How many lines in the entries below contain the string "stair"? Reply with only the number.

▸ TASK DATA
** START **

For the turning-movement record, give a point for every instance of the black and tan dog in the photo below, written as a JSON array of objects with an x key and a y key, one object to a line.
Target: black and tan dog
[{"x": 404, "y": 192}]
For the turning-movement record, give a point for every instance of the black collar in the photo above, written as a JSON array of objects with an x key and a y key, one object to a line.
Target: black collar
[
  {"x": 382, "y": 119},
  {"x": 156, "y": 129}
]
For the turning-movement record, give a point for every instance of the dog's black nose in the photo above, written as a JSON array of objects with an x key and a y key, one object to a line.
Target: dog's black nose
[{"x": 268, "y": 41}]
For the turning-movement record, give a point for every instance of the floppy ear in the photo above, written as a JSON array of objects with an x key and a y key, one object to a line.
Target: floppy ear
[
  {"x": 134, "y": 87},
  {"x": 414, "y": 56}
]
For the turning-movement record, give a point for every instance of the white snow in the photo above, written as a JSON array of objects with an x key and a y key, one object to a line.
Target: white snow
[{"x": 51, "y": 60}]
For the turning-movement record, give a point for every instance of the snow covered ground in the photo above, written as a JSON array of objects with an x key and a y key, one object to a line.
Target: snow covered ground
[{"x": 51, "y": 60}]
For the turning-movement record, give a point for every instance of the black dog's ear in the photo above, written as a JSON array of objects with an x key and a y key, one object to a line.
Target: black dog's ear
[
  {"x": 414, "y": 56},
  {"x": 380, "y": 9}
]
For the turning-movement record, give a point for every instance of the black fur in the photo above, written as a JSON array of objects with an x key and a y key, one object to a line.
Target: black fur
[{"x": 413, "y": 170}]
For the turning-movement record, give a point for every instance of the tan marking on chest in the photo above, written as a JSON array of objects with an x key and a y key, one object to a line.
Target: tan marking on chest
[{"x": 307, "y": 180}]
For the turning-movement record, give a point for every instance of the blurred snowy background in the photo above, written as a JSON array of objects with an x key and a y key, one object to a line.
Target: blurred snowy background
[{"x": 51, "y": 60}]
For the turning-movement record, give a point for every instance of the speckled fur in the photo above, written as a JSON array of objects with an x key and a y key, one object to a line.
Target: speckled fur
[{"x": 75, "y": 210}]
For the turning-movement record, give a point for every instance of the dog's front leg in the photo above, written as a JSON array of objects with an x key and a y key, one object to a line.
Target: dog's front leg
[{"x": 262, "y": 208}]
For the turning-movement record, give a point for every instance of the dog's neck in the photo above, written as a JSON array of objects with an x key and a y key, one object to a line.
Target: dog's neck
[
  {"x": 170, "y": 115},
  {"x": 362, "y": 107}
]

** END **
** START **

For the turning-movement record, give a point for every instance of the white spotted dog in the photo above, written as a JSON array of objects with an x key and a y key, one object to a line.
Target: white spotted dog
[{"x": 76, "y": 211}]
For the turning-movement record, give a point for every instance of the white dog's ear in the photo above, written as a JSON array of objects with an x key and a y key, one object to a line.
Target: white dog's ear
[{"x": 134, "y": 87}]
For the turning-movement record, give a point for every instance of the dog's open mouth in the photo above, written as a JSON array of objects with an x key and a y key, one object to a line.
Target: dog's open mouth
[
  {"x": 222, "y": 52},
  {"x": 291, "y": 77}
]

** END **
** START **

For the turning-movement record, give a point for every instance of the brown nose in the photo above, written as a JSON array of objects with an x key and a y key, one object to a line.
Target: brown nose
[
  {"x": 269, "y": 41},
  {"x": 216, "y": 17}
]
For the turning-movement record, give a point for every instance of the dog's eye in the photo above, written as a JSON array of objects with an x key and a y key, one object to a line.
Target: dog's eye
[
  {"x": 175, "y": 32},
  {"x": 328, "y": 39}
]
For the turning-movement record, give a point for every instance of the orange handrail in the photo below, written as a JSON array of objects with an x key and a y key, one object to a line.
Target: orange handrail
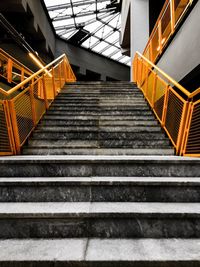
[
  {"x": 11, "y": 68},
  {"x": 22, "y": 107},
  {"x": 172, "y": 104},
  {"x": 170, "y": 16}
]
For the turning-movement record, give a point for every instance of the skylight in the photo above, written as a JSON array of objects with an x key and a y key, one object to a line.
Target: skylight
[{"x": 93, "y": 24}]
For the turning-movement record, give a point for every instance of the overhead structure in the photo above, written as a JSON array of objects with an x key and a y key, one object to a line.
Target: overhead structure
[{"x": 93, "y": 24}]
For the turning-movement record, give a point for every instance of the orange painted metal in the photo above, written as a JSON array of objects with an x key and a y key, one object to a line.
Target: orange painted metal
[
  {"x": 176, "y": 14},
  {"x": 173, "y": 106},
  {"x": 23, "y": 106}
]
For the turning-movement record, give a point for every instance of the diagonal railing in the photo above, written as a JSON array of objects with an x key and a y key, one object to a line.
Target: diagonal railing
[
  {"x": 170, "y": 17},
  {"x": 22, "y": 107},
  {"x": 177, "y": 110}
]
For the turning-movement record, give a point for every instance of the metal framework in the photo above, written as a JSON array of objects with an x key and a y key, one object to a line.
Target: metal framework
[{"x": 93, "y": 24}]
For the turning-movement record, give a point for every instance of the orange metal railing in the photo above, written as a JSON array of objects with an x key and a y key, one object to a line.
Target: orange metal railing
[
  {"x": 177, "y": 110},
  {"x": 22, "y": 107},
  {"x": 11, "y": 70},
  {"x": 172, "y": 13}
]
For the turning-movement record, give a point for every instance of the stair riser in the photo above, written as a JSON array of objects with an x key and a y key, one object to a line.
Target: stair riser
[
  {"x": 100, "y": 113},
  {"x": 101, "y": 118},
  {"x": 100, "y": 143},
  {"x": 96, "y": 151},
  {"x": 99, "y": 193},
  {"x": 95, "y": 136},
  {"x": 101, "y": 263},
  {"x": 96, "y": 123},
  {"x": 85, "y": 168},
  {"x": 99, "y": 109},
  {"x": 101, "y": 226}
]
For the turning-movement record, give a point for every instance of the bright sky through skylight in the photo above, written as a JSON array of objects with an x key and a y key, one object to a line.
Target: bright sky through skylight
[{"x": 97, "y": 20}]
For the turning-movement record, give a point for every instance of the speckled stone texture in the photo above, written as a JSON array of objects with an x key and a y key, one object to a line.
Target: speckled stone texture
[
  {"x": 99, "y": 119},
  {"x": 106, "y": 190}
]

** END **

▸ RESPONSE TO THE EXERCISE
2